— Begin Dataset extract —

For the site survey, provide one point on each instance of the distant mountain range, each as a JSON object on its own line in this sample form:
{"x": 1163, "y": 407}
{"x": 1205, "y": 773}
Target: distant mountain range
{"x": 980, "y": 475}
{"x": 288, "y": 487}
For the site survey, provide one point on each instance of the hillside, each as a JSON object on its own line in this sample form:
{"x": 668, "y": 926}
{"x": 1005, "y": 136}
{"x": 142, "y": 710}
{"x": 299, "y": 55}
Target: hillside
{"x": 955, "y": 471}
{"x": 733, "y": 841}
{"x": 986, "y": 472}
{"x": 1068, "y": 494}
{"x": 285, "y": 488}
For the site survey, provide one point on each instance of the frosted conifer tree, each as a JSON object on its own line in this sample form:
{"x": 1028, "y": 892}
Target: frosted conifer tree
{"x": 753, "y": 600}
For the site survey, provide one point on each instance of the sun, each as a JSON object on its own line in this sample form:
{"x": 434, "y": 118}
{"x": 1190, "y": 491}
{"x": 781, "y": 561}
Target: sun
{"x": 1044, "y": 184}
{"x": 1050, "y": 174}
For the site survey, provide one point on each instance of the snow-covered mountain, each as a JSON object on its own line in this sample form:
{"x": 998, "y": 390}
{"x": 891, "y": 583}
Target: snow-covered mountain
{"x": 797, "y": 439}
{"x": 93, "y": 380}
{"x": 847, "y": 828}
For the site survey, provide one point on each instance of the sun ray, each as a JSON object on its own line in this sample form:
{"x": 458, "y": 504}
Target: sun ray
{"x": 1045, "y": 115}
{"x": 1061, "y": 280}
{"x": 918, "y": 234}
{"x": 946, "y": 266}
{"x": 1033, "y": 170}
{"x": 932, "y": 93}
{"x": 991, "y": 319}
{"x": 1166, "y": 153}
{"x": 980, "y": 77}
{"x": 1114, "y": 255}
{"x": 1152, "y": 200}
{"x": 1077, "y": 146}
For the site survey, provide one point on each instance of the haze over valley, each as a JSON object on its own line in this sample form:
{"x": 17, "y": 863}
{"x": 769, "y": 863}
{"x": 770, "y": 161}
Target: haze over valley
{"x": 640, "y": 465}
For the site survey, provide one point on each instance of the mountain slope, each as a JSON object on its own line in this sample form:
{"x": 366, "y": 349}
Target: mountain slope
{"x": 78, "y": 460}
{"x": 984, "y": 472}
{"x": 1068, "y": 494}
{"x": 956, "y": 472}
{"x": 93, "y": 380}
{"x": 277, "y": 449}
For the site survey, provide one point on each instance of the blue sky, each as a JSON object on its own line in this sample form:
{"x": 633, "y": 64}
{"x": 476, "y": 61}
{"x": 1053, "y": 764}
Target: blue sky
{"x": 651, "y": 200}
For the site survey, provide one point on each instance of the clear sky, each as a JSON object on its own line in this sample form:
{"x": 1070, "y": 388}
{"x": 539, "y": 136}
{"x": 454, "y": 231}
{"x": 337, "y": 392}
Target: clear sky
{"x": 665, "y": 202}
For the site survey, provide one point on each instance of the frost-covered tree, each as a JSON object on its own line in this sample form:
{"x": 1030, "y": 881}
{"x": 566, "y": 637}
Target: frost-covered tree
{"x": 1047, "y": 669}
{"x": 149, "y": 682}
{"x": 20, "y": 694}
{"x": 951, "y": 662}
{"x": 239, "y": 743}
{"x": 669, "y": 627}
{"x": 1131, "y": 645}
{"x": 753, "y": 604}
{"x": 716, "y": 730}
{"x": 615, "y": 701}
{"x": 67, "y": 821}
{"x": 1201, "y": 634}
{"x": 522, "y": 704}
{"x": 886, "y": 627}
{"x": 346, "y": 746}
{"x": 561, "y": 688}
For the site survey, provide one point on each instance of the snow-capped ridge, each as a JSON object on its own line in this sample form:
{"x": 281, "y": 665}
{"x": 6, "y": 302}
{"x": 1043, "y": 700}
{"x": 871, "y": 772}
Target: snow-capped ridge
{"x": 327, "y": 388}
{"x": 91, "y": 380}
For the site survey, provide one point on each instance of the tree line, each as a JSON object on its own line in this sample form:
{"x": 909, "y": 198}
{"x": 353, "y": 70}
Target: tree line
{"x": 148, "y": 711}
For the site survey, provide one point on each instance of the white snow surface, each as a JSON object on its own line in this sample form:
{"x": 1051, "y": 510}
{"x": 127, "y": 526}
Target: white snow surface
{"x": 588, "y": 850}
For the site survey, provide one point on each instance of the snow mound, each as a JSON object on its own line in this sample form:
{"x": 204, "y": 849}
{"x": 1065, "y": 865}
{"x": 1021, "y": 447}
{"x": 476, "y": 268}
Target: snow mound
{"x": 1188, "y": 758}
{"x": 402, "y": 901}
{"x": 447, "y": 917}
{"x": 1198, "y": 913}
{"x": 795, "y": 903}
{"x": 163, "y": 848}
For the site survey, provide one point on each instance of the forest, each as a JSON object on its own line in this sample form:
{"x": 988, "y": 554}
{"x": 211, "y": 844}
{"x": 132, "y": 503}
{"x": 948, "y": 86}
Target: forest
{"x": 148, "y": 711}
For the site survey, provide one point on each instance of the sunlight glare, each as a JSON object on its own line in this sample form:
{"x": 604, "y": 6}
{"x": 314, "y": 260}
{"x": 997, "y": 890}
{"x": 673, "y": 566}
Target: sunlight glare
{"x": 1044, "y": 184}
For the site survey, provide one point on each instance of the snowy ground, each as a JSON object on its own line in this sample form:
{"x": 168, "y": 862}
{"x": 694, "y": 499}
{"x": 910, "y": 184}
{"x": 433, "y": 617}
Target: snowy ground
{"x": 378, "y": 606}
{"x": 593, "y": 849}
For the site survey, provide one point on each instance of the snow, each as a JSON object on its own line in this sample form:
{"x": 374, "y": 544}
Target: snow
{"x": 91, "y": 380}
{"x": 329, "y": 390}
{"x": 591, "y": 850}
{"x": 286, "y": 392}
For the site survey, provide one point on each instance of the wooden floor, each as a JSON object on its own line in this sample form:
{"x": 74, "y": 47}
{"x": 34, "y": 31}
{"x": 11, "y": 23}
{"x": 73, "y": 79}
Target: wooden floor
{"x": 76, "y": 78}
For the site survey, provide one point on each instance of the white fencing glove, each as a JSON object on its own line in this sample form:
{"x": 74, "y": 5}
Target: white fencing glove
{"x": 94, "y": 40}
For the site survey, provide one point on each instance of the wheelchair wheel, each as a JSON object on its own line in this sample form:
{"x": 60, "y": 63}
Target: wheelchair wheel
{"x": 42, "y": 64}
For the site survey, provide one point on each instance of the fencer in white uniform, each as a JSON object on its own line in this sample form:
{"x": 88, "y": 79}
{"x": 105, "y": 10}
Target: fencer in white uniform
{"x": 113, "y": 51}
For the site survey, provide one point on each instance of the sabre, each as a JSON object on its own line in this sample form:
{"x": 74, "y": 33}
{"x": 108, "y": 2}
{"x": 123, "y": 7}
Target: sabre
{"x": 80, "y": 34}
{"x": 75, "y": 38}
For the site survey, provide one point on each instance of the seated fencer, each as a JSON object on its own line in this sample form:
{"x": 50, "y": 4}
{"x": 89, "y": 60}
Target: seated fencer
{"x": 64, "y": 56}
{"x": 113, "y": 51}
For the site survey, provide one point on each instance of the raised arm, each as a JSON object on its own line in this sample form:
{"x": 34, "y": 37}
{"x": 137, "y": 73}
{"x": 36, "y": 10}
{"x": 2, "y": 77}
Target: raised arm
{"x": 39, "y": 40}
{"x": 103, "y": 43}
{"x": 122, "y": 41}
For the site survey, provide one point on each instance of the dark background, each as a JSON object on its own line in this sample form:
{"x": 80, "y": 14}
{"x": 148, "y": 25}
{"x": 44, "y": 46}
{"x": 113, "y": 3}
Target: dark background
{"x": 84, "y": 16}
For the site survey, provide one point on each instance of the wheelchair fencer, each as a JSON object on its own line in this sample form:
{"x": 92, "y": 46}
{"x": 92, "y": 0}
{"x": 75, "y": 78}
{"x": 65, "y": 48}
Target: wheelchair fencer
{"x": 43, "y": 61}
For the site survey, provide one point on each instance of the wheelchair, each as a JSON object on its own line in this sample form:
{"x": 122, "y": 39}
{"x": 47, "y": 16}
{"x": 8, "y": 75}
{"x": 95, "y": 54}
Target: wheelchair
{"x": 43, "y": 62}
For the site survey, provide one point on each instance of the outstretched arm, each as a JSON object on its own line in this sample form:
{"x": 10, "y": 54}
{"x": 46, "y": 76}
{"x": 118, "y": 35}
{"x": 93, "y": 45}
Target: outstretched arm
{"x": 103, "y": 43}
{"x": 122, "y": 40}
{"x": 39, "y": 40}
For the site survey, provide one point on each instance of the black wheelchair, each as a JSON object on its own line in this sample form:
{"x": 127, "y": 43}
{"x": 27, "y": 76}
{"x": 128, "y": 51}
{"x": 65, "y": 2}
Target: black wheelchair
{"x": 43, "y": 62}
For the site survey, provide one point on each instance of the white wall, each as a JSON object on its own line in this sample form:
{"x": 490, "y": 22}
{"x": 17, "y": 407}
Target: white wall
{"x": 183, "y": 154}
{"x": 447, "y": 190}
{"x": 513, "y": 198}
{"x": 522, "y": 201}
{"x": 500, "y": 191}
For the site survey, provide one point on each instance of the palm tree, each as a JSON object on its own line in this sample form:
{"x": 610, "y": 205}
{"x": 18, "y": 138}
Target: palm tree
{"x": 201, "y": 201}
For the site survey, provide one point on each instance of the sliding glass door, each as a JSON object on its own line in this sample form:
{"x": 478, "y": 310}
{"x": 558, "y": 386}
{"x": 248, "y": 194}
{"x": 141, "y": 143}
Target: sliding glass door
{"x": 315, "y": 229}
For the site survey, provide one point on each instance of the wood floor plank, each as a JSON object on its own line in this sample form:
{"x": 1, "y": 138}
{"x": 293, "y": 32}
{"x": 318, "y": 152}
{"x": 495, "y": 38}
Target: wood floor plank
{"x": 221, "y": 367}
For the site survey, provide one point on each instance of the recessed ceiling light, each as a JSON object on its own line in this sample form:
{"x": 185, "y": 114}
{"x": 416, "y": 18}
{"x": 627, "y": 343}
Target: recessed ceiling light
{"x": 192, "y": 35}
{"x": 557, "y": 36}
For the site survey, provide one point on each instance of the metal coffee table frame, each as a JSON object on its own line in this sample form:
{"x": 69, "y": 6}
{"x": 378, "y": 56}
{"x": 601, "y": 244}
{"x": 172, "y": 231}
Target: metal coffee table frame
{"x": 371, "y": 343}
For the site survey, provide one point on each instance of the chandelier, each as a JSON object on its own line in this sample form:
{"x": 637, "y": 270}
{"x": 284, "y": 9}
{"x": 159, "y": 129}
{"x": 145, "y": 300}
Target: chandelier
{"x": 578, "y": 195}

— End Dataset extract —

*Requirement*
Reproduce the records from the line containing "the wood floor" through the end of the records, inclusive, with the requests kept. Shift every x and y coordinate in the answer points by -10.

*Exercise response*
For the site survey, provide one point on each instance of the wood floor plank, each as a JSON object on its own line in this sample form:
{"x": 1, "y": 138}
{"x": 293, "y": 32}
{"x": 318, "y": 152}
{"x": 495, "y": 38}
Target: wood floor plank
{"x": 211, "y": 357}
For the site survey, provide one point on each instance of the recessed ceiling light, each as a JSON object on its own line in this sample form:
{"x": 185, "y": 114}
{"x": 416, "y": 18}
{"x": 627, "y": 343}
Target: recessed ceiling light
{"x": 182, "y": 25}
{"x": 547, "y": 26}
For the site survey, provide one point on each instance of the metal coffee table frame, each as a JSON object on its own line in this sample form:
{"x": 69, "y": 6}
{"x": 378, "y": 56}
{"x": 601, "y": 244}
{"x": 172, "y": 231}
Target: metal coffee table frame
{"x": 361, "y": 333}
For the site survey, provide one point on each instance of the chandelier, each as a JSON object on its own line in this sample form:
{"x": 637, "y": 270}
{"x": 284, "y": 9}
{"x": 159, "y": 129}
{"x": 145, "y": 300}
Target: chandelier
{"x": 568, "y": 185}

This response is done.